Here are some records; return them all exactly.

-------- Data to process --------

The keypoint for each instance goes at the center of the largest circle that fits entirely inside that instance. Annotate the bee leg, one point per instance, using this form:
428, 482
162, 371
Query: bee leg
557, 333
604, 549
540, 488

--------

### Output of the task
The keypoint for each instance goes at the center of the largest circle that fits entirely inside that instance. Annotate the bee leg, one point per instance, using this form:
428, 482
162, 371
Query: bee leg
557, 333
604, 549
540, 488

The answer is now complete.